WRITTEN PROBLEM.
Rewrite all of the records below as a two-column CSV with the header input,output. Give one row per record, with its text under input and its answer under output, each in a single double-quoted field with line breaks replaced by spaces, and omit the pictures.

[Coordinate annotation records]
+---+
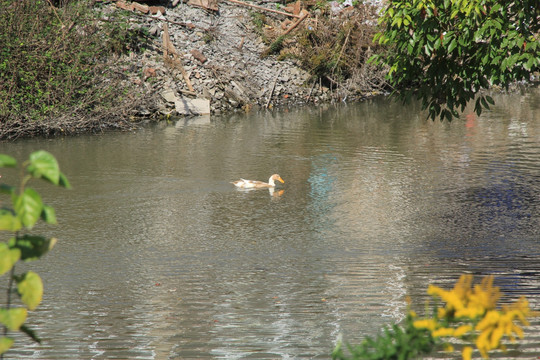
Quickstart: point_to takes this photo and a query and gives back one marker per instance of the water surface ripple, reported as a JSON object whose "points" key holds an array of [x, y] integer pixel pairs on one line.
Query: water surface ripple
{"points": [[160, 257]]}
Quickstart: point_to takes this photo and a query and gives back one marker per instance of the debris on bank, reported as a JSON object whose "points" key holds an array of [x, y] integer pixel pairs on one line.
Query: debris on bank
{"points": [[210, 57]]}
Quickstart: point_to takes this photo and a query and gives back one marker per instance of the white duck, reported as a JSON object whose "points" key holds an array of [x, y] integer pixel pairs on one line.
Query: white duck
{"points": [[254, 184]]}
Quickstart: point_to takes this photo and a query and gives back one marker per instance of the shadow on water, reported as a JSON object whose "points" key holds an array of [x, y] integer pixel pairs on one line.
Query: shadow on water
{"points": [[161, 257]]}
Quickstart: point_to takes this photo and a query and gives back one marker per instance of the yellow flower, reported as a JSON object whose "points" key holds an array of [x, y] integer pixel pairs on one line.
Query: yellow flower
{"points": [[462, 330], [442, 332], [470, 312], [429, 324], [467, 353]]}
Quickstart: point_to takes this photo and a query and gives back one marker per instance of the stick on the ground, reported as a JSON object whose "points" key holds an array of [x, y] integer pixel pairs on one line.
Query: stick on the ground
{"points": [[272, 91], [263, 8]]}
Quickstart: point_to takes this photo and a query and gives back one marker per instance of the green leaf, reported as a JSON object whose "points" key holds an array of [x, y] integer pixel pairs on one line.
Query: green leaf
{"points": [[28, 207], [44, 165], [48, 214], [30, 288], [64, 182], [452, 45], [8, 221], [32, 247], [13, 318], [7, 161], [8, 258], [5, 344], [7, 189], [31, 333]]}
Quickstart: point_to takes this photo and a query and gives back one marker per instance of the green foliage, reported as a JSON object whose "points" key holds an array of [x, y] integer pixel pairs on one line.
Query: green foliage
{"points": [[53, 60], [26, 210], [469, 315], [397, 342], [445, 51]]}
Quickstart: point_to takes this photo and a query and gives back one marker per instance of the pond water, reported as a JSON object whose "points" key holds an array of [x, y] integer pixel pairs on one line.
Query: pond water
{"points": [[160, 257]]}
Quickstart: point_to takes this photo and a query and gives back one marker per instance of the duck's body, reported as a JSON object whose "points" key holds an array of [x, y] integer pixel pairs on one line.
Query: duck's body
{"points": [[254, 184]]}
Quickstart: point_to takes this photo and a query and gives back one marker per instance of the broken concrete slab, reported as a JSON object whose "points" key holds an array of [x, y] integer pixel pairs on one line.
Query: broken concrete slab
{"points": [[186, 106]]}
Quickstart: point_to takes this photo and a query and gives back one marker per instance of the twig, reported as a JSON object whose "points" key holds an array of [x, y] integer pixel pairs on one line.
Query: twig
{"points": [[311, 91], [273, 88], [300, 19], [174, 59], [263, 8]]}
+---+
TASK SOLUTION.
input,output
"Quickstart: point_to takes this photo and a query and gives back one marker per instance of the water surface ripple, reported as a JSON object whose ""points"" key holds an array of [x, y] integer pixel pairs on one line. Query: water surface ripple","{""points"": [[160, 257]]}"
"Quickstart: point_to takes this photo and a query and gives back one marker per instance of the debris on bank, reported as a JSON object whose ""points"" key holds an array of [x, y] integer pixel pairs on one line. Query: debris on bank","{""points"": [[210, 57]]}"
"Quickstart: point_to takes this photo and a query and gives back one marker per instance of the white duck, reported as a JSON object whose ""points"" key holds an array of [x, y] integer pixel pairs on one line. Query: white duck","{""points"": [[254, 184]]}"
"Quickstart: point_to takes this photo and a query and gives back one marker per instance of the shadow on water, reported as a JSON object whose ""points"" key holds an array of [x, y] integer pixel pairs on one line. Query: shadow on water","{""points"": [[161, 257]]}"
"Quickstart: point_to takes this photo and a query and gives back one marker per instance of the yellow flower, reported as a JSON object whose ""points"" key holds an array of [x, y] integer pixel pairs on one line. Query: yellow flower","{""points"": [[462, 330], [442, 332], [470, 312], [429, 324], [467, 353]]}"
"Quickstart: point_to takes this photo and a query and gives back one marker per instance of the stick on the ground, reported as a JSON object whose ""points"" key holds an array of [x, y] integer pixel pairs on one line. Query: stick on the ground","{""points"": [[272, 91], [263, 8]]}"
"Quickstart: point_to takes this photo and a query and gives back one marker per instance of the green leaf, reported as a JSON object whose ""points"" key holds an array of [x, y] integer pixel pairs on one line. Query: green leaf","{""points"": [[28, 207], [44, 165], [48, 214], [30, 288], [64, 182], [452, 45], [8, 221], [32, 247], [13, 318], [7, 161], [8, 258], [5, 344], [7, 189], [31, 333]]}"
"Quickstart: point_to takes this photo and a query and gives back one marker per instance of the green foliage, reported as a JSON object whose ""points"" key holds an array of [x, y] integer pixel pairs on one line. Query: green foliage","{""points"": [[53, 60], [26, 210], [469, 315], [397, 342], [445, 51]]}"
"Quickstart: point_to takes this photo and a query and gives back one marker per instance of the pond water, reported as a JSON object whose ""points"" key holds an array of [x, y] integer pixel pairs on one line. Query: pond water","{""points"": [[160, 257]]}"
"Quickstart: point_to takes this photo and a query and gives back one marker per instance of the duck's body, reported as a JSON object whose ""points"" key holds an array of [x, y] integer pixel pairs on one line. Query: duck's body","{""points"": [[254, 184]]}"
"Quickstart: point_to takes this photo and a query and gives back one marker per instance of the broken concrete slab, reported as a JSON object whose ""points"" key holds an array of [x, y] integer pixel pairs on one line. Query: broken concrete slab","{""points"": [[186, 106]]}"
"Quickstart: point_to takes this photo and a query and gives back one marker per instance of the twig, reported as a JSON object whose ""points"" key holds an array of [x, y] integer pixel pairs on one line. Query: twig","{""points"": [[311, 91], [273, 88], [300, 19], [174, 59], [263, 8]]}"